**INSTRUCTION**
Reproduce all of the items below word for word, leaving the pictures out.

**RECORDS SUPPLIED**

------

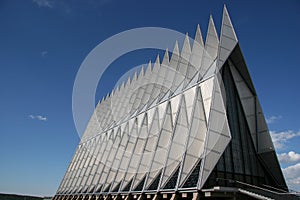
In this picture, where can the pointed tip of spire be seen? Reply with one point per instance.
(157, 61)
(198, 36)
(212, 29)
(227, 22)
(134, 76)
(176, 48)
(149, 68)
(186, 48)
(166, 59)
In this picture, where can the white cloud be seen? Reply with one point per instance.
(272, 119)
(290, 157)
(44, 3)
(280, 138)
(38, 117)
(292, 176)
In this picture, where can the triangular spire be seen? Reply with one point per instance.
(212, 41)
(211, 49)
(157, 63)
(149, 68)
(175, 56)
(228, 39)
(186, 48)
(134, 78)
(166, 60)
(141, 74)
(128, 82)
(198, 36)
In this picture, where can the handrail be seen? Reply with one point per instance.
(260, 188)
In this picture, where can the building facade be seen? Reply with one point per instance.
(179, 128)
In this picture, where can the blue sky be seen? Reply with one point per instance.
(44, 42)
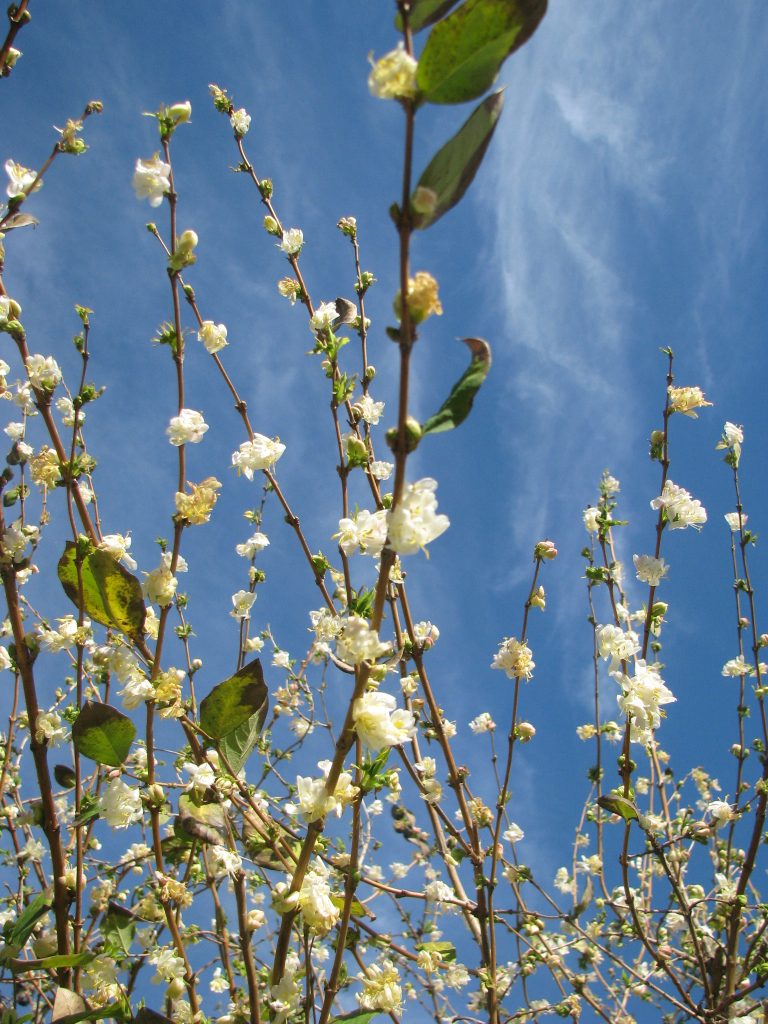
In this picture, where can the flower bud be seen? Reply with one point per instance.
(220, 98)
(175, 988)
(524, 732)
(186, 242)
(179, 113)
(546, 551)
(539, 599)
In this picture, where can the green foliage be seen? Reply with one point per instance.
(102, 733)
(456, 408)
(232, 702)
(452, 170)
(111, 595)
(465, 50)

------

**ANSWER TO THE EXERCISE**
In this picture, where can the pointed tip of spire be seen? Reply with one point per instance.
(157, 61)
(198, 36)
(212, 29)
(227, 22)
(134, 76)
(176, 48)
(149, 68)
(186, 48)
(166, 59)
In this picture, where can the white cloud be seen? Reply with one point per instance.
(272, 119)
(290, 157)
(44, 3)
(280, 138)
(38, 117)
(292, 176)
In this picture, where can the triangular spire be seen? Reply with one point per instance.
(212, 41)
(211, 49)
(157, 63)
(149, 68)
(175, 56)
(228, 39)
(186, 48)
(134, 78)
(166, 60)
(141, 74)
(128, 82)
(198, 36)
In this picture, where can the handrail be seen? Reply with one point per instance.
(260, 188)
In this picture, where can the building facade be seen? Reply with one point per instance.
(179, 128)
In this picture, where can the blue sky be seen? Reply with one point per instance.
(44, 42)
In this picture, where can the flower bud be seen? Reply with one point per instance.
(220, 98)
(175, 988)
(524, 732)
(186, 242)
(179, 113)
(546, 551)
(539, 599)
In this picture, where can the green foliage be seen? Reply with one point per instance.
(102, 733)
(456, 408)
(232, 702)
(452, 170)
(111, 595)
(465, 50)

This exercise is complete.